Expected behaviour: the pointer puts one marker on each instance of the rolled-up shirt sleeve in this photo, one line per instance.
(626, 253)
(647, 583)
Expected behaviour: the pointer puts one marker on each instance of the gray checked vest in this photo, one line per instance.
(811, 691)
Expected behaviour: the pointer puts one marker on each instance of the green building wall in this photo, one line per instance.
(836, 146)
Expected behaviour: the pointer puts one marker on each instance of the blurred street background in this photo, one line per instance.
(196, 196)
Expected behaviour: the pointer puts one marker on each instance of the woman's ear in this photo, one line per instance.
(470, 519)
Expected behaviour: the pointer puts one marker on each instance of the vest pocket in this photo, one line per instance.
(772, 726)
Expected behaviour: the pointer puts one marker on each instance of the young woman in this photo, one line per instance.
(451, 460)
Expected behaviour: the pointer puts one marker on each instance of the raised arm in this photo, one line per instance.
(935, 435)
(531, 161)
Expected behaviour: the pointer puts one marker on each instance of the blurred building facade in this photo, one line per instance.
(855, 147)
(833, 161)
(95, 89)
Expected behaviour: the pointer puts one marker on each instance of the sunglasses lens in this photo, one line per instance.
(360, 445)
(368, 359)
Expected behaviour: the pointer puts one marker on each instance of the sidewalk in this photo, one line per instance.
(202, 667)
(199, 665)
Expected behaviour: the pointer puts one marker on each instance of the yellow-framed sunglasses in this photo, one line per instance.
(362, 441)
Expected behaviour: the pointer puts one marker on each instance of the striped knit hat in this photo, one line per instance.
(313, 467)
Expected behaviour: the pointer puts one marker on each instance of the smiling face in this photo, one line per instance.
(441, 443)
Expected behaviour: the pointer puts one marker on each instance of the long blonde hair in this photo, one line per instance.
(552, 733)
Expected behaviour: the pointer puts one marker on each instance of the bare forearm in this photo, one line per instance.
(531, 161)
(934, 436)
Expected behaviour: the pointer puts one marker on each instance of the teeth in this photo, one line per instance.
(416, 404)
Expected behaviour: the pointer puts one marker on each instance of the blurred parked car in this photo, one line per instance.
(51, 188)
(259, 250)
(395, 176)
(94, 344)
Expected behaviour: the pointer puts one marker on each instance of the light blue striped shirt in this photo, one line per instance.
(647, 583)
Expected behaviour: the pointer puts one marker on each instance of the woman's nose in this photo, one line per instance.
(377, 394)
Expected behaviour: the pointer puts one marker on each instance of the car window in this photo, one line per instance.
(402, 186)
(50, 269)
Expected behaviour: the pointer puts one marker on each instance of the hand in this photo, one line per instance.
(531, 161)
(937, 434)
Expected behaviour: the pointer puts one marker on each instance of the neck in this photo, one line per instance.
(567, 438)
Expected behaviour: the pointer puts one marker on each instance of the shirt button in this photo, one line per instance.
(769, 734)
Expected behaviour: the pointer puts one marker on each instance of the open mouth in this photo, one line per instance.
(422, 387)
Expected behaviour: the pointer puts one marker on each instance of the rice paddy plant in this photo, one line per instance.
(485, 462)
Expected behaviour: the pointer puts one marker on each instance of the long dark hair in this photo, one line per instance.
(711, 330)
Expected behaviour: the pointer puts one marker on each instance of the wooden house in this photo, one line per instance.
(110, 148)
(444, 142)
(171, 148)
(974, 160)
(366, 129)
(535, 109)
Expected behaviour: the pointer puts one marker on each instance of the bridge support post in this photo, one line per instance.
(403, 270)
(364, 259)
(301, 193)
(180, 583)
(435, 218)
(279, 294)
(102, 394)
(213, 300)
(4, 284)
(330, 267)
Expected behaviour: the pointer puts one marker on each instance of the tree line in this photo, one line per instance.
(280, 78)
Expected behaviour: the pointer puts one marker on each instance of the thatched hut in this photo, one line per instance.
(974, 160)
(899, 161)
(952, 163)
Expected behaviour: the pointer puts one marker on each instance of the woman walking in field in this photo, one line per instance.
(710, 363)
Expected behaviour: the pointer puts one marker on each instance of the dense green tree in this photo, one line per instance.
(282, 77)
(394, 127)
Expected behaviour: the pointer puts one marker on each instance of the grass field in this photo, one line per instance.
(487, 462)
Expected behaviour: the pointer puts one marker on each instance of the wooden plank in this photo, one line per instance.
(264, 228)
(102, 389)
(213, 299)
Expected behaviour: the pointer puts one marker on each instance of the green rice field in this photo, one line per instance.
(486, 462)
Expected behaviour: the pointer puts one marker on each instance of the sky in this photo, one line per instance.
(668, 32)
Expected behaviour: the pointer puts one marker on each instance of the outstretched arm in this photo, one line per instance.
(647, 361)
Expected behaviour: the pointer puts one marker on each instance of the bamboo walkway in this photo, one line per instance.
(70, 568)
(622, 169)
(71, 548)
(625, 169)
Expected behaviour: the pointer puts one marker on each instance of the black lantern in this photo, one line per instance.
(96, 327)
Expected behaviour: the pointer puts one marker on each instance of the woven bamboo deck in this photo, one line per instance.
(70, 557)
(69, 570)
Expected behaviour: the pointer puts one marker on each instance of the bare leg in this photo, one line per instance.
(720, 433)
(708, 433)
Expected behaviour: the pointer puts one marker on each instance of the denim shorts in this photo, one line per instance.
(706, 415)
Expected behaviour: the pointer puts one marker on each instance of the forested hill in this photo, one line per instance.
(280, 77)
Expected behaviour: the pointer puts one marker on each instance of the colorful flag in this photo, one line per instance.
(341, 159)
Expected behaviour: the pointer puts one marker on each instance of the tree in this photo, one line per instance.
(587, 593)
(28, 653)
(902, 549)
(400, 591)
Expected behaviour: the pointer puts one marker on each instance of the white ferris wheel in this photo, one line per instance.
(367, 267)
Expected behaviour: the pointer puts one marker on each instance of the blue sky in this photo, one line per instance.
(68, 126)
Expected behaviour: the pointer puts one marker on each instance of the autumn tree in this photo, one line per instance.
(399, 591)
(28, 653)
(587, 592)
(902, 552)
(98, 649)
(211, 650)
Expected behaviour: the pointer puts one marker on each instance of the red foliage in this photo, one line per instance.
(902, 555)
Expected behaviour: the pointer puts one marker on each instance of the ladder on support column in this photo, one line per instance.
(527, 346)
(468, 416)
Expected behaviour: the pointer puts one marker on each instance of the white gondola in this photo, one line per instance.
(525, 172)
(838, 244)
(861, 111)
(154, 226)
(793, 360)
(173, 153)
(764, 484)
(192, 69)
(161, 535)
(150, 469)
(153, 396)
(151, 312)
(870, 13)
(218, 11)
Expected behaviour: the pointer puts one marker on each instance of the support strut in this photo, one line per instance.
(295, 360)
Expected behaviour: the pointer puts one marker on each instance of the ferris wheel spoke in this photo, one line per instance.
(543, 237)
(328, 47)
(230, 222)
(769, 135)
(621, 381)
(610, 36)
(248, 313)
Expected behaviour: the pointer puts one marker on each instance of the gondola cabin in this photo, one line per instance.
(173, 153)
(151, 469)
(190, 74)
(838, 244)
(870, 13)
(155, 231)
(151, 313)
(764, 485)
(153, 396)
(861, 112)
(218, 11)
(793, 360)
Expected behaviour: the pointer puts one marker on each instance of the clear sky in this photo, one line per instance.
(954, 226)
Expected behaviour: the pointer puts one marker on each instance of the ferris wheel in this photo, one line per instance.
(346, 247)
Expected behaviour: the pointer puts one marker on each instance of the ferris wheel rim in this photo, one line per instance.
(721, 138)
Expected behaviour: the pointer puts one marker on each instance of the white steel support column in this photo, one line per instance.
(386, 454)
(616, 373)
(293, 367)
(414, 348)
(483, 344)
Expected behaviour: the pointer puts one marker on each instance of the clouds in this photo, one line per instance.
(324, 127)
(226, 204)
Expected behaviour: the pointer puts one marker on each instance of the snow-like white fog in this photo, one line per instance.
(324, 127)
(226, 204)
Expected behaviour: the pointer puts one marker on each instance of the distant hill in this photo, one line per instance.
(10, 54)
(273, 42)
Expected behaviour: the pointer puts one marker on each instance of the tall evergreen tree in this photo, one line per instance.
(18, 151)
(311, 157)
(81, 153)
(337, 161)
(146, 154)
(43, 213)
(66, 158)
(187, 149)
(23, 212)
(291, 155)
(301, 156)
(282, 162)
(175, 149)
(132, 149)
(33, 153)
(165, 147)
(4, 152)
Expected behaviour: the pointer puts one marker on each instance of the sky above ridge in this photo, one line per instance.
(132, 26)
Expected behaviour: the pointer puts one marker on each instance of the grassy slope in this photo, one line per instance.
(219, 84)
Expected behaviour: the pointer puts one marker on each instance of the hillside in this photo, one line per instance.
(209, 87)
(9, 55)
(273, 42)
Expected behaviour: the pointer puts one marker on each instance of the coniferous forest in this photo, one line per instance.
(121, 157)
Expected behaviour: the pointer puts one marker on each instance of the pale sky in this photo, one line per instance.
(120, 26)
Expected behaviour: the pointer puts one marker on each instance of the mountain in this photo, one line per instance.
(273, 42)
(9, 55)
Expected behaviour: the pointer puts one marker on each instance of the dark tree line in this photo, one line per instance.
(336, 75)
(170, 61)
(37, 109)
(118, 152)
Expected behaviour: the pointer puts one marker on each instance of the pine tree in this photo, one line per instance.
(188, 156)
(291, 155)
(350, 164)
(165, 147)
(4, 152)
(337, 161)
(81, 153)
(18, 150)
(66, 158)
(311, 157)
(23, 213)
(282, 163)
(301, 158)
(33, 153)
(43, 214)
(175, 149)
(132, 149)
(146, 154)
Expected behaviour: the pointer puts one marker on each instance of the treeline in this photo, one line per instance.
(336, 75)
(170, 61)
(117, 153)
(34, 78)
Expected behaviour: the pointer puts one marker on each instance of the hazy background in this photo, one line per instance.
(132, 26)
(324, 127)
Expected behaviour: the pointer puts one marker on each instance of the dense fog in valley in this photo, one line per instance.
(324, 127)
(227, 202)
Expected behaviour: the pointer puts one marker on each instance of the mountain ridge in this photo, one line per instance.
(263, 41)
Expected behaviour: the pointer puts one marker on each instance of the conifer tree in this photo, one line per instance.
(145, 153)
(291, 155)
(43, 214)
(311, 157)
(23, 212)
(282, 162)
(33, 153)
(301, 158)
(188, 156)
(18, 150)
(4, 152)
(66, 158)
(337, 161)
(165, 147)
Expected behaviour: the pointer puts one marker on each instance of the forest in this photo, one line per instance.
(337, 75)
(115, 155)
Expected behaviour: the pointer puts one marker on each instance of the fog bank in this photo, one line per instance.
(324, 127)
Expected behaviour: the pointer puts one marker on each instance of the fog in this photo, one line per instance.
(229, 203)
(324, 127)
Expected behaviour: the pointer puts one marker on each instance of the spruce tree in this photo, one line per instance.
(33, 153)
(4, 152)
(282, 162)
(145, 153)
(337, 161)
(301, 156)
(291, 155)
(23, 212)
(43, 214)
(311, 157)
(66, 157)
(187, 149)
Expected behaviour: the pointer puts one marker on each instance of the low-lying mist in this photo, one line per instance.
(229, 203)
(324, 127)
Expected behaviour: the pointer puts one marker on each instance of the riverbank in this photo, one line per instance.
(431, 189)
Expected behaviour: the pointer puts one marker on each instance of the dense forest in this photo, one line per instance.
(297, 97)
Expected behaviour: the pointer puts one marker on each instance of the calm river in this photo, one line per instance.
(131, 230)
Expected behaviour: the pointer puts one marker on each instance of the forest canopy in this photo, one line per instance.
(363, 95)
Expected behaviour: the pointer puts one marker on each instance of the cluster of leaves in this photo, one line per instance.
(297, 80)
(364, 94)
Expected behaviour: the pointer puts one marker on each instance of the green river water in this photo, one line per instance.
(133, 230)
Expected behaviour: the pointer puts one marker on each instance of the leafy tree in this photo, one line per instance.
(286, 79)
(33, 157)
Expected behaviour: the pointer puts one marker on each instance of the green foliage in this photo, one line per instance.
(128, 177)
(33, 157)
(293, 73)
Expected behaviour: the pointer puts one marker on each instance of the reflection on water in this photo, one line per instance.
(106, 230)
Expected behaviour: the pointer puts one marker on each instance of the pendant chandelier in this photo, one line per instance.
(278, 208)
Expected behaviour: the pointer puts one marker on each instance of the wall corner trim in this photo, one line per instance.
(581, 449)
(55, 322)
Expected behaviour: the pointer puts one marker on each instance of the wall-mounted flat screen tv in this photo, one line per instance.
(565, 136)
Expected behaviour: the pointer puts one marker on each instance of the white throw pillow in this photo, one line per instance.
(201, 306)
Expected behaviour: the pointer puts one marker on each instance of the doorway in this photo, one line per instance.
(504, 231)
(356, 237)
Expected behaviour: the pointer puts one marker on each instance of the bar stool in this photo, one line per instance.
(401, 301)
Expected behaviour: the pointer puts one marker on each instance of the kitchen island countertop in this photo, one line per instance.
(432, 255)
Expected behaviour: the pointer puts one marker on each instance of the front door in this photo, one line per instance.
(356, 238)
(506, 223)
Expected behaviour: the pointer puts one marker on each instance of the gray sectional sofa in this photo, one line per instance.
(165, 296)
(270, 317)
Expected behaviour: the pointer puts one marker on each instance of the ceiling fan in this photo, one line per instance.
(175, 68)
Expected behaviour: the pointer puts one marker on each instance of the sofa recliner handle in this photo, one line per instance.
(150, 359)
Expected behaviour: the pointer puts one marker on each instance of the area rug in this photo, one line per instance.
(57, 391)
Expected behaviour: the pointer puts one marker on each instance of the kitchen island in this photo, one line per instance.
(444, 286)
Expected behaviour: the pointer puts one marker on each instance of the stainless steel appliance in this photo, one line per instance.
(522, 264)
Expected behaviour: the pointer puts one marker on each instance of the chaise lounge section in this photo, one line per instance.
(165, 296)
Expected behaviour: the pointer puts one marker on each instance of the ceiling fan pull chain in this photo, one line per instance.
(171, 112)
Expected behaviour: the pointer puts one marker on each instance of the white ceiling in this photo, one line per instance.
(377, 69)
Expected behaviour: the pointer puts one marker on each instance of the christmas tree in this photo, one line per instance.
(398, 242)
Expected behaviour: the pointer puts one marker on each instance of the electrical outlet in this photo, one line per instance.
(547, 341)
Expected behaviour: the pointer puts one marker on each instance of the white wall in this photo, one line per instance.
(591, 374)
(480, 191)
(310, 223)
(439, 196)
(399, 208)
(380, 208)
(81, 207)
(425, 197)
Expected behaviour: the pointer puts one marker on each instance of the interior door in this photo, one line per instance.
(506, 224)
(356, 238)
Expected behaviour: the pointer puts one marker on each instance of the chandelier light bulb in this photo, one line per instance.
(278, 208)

Your goal:
Your task is to output exactly the lines running from the one with "sofa in this photo, one line per instance." through the final line of the material above, with both ends included.

Task solution:
Expected behaviour: the pointer puts one marker on each instance of the gray sectional sofa in this photo, one line per instance.
(165, 296)
(270, 317)
Expected behaviour: the pointer puts one marker on each instance of the ceiling fan in this photo, one line per instance.
(175, 68)
Expected behaviour: the pointer puts one marker on each instance of the sofa recliner handle in this photo, one line per instance.
(150, 359)
Expected behaviour: the pointer puts one marker on each instance of the area rug in this photo, one line per instance.
(57, 391)
Expected behaviour: the pointer puts one marker on each instance of the kitchen island in this photo, one line per instance.
(444, 286)
Expected behaviour: the pointer puts one marker on each instance of the stainless steel appliance in this photo, one line per instance.
(522, 264)
Expected behaviour: the pointer puts one marker on each instance of the chaise lounge section in this photo, one line per instance.
(165, 296)
Expected behaviour: the pointer puts one marker on each instance of the ceiling fan pull chain in this photo, one line per instance.
(171, 112)
Expected behaviour: the pointer puts one marker on each instance of the white ceiling in this photo, one line per instance.
(377, 69)
Expected behaviour: the pointer puts one marker on each instance of the christmas tree in this photo, one line per instance.
(398, 242)
Expected behaviour: the pointer puts one marker on each instance of the electrical outlet in this photo, one line per instance.
(547, 341)
Expected behaviour: the pointer puts one marker on each instance of the white wall in this photo, one line per instance.
(591, 374)
(480, 191)
(310, 223)
(439, 196)
(399, 208)
(380, 208)
(81, 207)
(425, 197)
Expected behaviour: the pointer puts one marker on each instance of the interior door in this photo, one line per instance.
(506, 224)
(356, 238)
Expected behaviour: the pointer puts one marker on each instance of the chandelier light bulb in this photo, one line per instance.
(278, 208)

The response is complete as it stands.